> [Collected data]:
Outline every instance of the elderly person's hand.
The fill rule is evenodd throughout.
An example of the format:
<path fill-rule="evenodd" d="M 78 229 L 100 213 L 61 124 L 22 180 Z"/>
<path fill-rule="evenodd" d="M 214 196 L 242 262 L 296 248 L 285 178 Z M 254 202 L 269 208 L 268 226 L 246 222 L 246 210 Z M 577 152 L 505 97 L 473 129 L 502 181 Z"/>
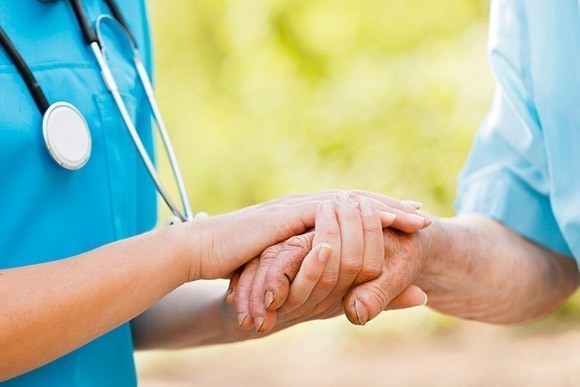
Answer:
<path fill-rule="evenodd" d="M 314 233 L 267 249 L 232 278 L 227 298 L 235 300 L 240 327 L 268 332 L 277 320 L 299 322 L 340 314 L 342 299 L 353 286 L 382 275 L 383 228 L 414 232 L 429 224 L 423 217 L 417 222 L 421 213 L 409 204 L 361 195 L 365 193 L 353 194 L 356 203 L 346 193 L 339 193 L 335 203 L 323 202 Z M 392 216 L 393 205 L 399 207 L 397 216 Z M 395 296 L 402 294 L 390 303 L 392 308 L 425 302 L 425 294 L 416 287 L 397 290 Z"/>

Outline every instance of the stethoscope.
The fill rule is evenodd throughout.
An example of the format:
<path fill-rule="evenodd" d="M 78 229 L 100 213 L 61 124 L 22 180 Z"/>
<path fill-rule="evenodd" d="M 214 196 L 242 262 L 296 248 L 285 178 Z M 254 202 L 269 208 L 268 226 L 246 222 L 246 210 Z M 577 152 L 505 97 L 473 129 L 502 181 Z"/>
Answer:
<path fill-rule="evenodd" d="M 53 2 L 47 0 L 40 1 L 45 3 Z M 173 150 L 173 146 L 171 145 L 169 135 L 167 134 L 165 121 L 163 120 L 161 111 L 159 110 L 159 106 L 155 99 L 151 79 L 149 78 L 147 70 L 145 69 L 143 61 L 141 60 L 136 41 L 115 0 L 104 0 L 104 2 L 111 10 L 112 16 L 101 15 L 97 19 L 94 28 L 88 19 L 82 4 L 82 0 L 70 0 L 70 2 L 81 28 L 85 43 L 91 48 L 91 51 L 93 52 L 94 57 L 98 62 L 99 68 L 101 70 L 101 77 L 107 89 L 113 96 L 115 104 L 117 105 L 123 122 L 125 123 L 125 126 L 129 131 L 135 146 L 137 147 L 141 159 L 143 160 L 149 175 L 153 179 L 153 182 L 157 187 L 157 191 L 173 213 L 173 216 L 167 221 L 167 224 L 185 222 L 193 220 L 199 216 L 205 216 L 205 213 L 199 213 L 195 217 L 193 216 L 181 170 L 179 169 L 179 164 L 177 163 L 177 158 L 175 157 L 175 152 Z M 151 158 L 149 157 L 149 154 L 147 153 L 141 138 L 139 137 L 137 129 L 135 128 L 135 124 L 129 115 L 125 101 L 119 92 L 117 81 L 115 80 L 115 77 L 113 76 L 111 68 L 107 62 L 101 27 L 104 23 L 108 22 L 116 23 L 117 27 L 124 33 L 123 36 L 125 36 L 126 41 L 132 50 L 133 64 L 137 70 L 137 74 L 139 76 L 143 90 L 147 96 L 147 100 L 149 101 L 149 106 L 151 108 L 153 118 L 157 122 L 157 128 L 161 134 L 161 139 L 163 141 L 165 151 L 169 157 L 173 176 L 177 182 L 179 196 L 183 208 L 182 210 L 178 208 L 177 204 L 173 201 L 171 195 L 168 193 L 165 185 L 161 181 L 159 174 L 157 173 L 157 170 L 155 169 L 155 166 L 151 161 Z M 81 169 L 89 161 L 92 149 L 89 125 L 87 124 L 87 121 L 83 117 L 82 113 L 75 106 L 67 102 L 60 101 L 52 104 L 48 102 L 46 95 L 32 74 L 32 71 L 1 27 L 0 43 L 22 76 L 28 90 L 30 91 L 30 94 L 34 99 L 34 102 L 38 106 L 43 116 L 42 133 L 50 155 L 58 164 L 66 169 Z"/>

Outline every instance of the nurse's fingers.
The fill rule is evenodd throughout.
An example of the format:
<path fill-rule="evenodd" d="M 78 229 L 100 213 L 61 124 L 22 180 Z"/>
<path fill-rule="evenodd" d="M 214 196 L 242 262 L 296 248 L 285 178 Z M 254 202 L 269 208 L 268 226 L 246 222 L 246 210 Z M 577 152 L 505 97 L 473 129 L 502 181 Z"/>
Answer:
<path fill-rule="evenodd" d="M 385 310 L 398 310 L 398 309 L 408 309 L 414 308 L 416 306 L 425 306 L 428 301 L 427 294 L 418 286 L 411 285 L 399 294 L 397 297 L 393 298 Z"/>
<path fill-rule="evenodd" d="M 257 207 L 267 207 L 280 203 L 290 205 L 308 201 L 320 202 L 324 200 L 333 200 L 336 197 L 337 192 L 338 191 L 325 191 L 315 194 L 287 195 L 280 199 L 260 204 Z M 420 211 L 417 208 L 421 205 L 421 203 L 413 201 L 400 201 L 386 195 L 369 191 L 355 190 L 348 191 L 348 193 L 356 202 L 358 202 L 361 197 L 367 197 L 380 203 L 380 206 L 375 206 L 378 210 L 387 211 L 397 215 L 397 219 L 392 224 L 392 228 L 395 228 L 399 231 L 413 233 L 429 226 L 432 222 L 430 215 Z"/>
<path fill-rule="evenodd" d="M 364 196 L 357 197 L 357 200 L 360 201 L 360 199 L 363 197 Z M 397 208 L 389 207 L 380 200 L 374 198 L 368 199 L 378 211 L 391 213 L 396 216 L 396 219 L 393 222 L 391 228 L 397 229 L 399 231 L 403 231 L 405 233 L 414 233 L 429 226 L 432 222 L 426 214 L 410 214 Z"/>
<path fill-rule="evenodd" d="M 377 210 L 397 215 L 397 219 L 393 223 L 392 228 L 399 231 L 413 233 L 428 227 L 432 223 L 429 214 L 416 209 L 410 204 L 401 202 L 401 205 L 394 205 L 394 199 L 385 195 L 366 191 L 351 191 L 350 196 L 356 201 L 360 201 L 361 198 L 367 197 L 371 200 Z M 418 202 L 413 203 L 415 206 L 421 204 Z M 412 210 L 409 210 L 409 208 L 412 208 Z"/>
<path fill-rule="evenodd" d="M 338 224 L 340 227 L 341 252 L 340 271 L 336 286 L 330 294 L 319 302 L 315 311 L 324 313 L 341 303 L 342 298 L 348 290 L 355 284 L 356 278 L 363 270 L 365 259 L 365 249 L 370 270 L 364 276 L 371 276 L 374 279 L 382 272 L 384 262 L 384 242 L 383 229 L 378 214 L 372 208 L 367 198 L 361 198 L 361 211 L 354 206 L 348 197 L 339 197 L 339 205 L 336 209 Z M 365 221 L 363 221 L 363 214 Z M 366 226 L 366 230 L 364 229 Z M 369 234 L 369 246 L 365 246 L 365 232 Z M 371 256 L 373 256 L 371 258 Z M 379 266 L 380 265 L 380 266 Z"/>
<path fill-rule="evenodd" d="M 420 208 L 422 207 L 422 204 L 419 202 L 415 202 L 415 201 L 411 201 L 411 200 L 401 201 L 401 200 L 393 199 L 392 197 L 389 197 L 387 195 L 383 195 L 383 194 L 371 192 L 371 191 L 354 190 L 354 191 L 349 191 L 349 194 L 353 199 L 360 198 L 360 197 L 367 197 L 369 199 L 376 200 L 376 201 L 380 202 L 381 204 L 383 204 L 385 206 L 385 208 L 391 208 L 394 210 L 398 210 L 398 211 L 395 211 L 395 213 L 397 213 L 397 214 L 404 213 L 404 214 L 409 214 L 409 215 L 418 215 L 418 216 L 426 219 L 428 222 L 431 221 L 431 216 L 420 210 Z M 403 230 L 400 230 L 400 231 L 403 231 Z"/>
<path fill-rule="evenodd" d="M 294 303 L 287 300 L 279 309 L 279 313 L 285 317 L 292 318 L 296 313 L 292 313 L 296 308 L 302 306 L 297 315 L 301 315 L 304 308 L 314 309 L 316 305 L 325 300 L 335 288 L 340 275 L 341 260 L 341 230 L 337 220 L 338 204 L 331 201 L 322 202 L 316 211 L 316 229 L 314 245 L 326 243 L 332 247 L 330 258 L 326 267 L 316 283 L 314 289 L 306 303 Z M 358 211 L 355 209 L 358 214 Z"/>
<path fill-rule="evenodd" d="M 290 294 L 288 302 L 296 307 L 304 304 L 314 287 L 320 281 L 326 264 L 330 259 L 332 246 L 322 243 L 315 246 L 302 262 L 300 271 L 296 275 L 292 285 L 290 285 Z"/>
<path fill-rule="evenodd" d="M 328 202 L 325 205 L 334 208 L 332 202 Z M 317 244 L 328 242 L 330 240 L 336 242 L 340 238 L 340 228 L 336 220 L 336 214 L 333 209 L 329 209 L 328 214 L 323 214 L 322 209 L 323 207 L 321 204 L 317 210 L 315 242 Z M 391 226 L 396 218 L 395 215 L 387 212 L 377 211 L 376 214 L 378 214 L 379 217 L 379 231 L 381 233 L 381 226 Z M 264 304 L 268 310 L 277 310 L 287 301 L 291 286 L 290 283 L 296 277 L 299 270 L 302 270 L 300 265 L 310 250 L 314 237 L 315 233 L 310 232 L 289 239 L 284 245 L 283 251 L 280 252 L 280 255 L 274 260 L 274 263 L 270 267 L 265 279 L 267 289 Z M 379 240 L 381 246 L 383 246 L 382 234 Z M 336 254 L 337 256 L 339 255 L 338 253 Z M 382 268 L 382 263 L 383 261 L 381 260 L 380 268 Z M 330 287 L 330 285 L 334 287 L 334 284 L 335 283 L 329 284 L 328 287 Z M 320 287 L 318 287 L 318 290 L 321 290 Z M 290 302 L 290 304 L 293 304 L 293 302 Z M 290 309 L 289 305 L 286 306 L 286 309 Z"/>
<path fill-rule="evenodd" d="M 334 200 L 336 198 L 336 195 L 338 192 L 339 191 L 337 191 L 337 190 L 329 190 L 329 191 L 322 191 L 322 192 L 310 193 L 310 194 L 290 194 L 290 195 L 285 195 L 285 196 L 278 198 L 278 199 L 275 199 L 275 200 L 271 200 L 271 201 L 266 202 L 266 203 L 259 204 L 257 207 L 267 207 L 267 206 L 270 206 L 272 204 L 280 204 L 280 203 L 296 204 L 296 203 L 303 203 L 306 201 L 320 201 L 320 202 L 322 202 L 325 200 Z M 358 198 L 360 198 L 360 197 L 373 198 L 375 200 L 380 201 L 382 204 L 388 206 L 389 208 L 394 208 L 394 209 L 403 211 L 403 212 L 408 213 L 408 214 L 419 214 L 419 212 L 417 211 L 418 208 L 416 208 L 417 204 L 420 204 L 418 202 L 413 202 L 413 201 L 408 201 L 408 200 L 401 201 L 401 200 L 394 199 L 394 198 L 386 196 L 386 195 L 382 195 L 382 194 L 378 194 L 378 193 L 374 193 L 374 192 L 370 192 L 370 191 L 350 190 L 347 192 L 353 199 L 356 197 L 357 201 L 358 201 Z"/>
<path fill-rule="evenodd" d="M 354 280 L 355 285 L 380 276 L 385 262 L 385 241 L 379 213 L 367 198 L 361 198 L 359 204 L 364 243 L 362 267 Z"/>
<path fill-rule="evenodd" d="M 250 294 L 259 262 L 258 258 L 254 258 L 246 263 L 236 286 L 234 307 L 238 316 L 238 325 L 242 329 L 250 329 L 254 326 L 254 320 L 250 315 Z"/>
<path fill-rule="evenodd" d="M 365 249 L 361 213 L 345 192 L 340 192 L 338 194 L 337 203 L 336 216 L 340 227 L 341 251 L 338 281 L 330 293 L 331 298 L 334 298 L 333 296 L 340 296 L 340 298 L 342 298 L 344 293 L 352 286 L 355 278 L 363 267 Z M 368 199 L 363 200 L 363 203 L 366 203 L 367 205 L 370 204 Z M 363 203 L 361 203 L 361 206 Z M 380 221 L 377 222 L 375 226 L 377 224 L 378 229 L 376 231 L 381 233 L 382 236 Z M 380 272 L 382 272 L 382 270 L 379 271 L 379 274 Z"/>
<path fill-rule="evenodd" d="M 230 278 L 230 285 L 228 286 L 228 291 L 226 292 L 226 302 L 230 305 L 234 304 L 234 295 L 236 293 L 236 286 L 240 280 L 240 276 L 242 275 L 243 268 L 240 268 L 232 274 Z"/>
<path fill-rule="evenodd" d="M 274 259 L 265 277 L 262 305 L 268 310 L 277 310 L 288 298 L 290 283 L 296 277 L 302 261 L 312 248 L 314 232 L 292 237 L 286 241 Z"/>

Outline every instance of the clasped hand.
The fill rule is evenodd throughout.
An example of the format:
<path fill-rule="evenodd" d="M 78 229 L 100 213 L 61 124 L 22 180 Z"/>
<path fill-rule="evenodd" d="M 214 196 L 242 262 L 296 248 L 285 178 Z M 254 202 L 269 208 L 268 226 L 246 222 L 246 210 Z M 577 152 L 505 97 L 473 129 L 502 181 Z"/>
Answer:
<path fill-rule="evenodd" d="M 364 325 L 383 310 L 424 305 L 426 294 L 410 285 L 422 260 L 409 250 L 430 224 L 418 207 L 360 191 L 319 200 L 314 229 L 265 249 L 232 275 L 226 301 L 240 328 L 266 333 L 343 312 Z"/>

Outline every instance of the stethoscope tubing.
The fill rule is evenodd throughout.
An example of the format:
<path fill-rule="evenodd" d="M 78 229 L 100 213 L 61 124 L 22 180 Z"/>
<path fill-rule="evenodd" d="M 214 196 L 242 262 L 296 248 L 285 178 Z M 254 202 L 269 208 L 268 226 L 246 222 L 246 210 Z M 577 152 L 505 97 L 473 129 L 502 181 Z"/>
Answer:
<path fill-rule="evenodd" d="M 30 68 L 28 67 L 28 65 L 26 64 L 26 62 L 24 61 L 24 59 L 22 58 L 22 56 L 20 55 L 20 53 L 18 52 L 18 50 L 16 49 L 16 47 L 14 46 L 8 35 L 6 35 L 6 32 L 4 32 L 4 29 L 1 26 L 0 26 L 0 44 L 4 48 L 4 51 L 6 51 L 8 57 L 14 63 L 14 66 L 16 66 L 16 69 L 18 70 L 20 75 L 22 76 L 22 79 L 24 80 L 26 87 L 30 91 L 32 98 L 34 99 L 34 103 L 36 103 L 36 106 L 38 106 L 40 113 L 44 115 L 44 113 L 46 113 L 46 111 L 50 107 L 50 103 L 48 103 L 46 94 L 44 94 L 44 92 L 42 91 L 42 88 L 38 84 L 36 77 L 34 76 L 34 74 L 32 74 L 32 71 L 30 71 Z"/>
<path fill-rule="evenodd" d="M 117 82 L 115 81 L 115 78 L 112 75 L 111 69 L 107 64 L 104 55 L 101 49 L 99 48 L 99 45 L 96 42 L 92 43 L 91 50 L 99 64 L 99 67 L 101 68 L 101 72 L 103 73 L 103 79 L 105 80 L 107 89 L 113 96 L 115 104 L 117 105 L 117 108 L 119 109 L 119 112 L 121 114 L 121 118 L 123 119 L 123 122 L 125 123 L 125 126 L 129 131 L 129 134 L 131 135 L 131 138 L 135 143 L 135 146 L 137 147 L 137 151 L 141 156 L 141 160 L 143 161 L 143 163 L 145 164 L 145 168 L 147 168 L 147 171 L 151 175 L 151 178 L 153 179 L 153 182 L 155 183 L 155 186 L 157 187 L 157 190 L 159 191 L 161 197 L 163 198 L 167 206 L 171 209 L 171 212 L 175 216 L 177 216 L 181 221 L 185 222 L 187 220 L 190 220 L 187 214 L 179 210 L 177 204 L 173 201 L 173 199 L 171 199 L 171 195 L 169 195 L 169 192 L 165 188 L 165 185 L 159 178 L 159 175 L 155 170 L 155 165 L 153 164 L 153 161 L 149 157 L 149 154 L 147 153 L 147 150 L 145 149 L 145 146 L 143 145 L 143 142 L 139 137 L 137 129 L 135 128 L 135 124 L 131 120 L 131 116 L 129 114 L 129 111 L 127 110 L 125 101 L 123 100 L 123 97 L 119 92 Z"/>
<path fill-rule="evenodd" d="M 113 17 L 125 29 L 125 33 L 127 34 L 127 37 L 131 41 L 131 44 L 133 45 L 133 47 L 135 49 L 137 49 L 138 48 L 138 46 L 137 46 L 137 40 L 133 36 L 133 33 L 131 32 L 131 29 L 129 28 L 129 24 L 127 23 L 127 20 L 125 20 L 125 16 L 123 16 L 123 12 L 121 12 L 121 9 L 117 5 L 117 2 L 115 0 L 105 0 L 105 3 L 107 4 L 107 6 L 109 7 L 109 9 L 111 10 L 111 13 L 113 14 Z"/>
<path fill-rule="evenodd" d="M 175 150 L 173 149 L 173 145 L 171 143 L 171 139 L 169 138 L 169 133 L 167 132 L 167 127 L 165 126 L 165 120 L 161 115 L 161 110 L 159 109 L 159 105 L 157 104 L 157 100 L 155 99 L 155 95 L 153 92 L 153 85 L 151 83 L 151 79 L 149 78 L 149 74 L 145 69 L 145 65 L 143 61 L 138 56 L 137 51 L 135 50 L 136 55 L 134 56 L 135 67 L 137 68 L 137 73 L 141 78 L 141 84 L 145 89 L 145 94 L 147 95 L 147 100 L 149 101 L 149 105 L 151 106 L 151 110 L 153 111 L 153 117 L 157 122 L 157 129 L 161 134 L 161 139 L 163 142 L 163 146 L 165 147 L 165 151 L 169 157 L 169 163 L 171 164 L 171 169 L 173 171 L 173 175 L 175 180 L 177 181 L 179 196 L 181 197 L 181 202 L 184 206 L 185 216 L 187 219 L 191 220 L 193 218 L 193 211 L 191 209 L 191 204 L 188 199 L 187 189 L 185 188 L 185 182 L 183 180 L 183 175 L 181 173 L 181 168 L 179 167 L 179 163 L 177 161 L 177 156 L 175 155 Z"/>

> [Aim of the task]: In the entries above, find each line with the word "every" and return it.

> [Exercise answer]:
Outline every instance of the elderly person's hand.
Outline every instance of the stethoscope.
Outline every instance of the nurse's fingers.
Outline every instance of the clasped hand.
Outline every instance of the stethoscope tubing.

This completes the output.